Pretty impressive engineering project.

BTW, the Las Vegas Sun has produced an excellent analytical reporting series on the southern Nevada drought problems.

"Las Vegas was first settled for its springs, springs that made it an oasis in the desert. Although those springs have decades since run dry, water is still the most import resource to Las Vegas and the dry Southwest.

And by all indications the region is only going to get dryer. Scientists predict devastating effects from global warming, conservationists are calling for a halt to growth in Southern Nevada as a way to preserve supplies and water managers are looking to ever more creative ways to reduce reliance on the overburdened Colorado River. A Colorado River reservoir at Lake Mead is the source of 90 percent of the valley's water supply. Water levels there have fallen steadily for nearly a decade..."

Highly recommended. I don't see any technically or economically viable solution to this situation.

UPDATE: I saw news of this last year, and just dug out a YouTube clip.

**Data shown**:

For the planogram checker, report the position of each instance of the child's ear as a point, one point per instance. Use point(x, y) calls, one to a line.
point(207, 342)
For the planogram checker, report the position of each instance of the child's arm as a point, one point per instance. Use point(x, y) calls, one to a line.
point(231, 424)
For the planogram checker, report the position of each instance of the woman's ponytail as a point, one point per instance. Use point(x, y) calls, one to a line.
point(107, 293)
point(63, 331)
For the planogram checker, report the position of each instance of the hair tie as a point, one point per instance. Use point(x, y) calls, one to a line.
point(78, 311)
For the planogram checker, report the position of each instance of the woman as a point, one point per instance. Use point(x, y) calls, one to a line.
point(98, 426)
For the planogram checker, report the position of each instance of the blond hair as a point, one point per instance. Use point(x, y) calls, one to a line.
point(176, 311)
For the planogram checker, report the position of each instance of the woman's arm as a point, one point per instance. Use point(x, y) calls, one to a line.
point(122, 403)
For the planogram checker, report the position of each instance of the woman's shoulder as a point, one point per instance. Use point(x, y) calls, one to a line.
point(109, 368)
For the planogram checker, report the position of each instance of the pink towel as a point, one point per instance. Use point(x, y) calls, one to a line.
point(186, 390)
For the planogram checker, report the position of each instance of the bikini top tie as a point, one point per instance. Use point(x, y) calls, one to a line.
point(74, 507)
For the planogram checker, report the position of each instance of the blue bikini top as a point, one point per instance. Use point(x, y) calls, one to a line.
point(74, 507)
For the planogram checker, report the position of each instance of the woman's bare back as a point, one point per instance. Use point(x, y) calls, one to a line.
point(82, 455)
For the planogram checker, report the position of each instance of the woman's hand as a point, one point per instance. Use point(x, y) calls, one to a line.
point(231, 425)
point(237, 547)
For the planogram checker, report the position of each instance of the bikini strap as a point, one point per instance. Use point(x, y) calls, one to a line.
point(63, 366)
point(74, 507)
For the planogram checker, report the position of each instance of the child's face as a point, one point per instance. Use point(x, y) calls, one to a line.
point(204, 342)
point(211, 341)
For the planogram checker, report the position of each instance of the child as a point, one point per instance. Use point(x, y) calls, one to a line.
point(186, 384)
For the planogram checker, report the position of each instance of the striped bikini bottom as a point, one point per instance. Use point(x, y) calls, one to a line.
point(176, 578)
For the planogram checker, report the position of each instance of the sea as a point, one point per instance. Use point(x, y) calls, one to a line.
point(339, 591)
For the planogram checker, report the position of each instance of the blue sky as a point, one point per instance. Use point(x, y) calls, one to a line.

**Jobs**:
1. Locate every line in the records that contains the string "hair" and copy each of those lines. Uppercase and lowercase letters count as different.
2. Carry on the post about the southern Nevada drought, starting after its last sentence.

**Results of the tasks**:
1.
For the planogram checker, report the position of each instance of the hair tie as a point, one point per instance. Use point(x, y) calls, one to a line.
For the planogram checker, report the position of each instance of the blond hair as a point, one point per instance. Use point(x, y) calls, one to a line.

2.
Spain's worst drought in decades has forced the city of Barcelona to begin shipping in drinking water in an unprecedented effort to avoid water restrictions.

For the first time ever, tankers began to deliver desperately needed drinking water to the parched region of five million people. Incredibly, Spain has seen almost no rain in the last eighteen months. Water levels have dropped so low in local reservoirs that a long forgotten medieval village has emerged from beneath a rapidly drying lake.

Sixty six tankers are expected to deliver water over the next few months. Meanwhile the Spanish government apears to have given up relying on rainwater. They are now constructing a desalination plant that will supply 60 billion litres of water a year to the parched region.